Aim of the task
Find the line that contains "like [404, 265].". Repeat that line and all lines following it, exactly, through the end of the listing below.

· · · · · · ·

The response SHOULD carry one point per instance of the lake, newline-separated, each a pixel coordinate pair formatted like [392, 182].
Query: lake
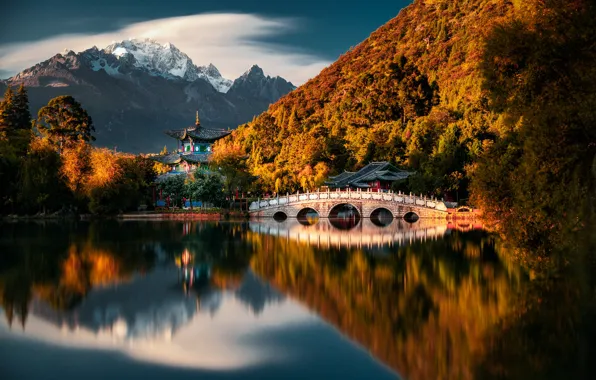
[265, 299]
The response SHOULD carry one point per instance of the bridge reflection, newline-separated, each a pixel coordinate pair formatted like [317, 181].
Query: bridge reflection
[340, 232]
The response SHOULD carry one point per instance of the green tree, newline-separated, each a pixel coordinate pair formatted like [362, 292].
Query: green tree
[206, 187]
[21, 104]
[174, 188]
[8, 116]
[64, 121]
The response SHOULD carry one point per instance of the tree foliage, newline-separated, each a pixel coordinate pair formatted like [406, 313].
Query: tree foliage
[63, 121]
[542, 81]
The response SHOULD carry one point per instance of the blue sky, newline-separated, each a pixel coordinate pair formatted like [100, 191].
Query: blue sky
[292, 38]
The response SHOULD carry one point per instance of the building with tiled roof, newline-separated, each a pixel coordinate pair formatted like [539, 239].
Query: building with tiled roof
[374, 176]
[194, 147]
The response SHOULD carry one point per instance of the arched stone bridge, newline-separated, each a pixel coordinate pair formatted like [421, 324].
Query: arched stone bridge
[367, 203]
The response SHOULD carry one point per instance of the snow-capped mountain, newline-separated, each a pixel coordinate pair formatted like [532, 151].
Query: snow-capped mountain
[135, 89]
[167, 60]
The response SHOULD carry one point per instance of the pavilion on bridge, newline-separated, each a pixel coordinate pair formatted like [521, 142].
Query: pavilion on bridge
[377, 176]
[195, 146]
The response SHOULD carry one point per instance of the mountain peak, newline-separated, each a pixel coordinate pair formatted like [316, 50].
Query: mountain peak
[255, 70]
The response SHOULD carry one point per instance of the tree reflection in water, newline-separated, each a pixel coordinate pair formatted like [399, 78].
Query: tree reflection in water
[427, 300]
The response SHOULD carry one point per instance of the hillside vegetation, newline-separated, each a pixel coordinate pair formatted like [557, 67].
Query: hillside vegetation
[489, 100]
[410, 94]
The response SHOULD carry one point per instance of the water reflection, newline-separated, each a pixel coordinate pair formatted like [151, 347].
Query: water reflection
[365, 235]
[428, 300]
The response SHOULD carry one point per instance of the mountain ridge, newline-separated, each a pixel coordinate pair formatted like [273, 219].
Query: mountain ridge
[159, 88]
[412, 84]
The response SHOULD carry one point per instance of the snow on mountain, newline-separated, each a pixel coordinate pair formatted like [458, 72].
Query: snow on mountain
[212, 75]
[165, 60]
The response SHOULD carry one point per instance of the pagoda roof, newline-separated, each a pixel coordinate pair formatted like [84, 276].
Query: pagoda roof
[175, 158]
[198, 133]
[195, 157]
[168, 159]
[374, 171]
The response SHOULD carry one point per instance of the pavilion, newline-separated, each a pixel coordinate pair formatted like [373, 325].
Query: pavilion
[377, 176]
[195, 146]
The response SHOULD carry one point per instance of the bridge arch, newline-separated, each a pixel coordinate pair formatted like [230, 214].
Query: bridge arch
[343, 210]
[280, 216]
[381, 217]
[411, 217]
[308, 216]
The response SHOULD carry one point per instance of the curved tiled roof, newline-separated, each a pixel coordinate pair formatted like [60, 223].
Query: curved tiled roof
[371, 172]
[196, 157]
[198, 133]
[170, 159]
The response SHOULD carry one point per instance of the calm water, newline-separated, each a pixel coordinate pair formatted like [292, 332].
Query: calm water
[261, 299]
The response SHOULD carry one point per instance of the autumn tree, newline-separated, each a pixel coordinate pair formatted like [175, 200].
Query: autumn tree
[232, 164]
[539, 174]
[63, 121]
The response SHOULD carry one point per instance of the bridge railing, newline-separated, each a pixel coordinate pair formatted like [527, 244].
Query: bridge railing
[392, 197]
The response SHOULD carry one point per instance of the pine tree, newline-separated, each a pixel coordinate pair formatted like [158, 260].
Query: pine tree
[7, 112]
[64, 121]
[21, 105]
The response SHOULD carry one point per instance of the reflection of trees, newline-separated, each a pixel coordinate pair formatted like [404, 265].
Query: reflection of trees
[551, 334]
[61, 262]
[423, 310]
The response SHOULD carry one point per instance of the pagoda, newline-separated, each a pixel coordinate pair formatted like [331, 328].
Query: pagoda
[195, 146]
[376, 176]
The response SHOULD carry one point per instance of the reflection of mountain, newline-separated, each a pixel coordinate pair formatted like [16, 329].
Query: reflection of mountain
[366, 235]
[153, 306]
[424, 310]
[257, 293]
[149, 306]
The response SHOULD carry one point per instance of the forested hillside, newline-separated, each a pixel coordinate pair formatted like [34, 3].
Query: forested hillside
[414, 93]
[411, 94]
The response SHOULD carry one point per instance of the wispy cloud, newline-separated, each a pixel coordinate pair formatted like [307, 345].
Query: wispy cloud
[232, 42]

· · · · · · ·

Written solution
The response SHOULD carry one point per instance of the reflection of trees, newline-separated, each a pixel coordinate pair formatted like [404, 265].
Query: reflection of trees
[551, 334]
[61, 262]
[423, 310]
The response SHOULD carry one point per instance of the pagoda, newline-separated, each a pixel coordinate pair formatted like [331, 328].
Query: pagoda
[195, 146]
[376, 176]
The response SHOULD carry one point per instance of the reflection of mountain, newline-separated, each a pixel coordinate pair formatted like [16, 329].
Query: reflection of mountain
[366, 235]
[153, 306]
[424, 310]
[257, 293]
[149, 306]
The response SHOULD carry one point per instance of the forested hillside, newline-separated, each a pixel coordinate pair formatted like [34, 3].
Query: forested hillside
[414, 93]
[411, 94]
The response SHOULD carry one point per instance of the wispy cloud, newline-separated, each a pixel coordinate pair formatted like [307, 345].
Query: wispy cloud
[232, 42]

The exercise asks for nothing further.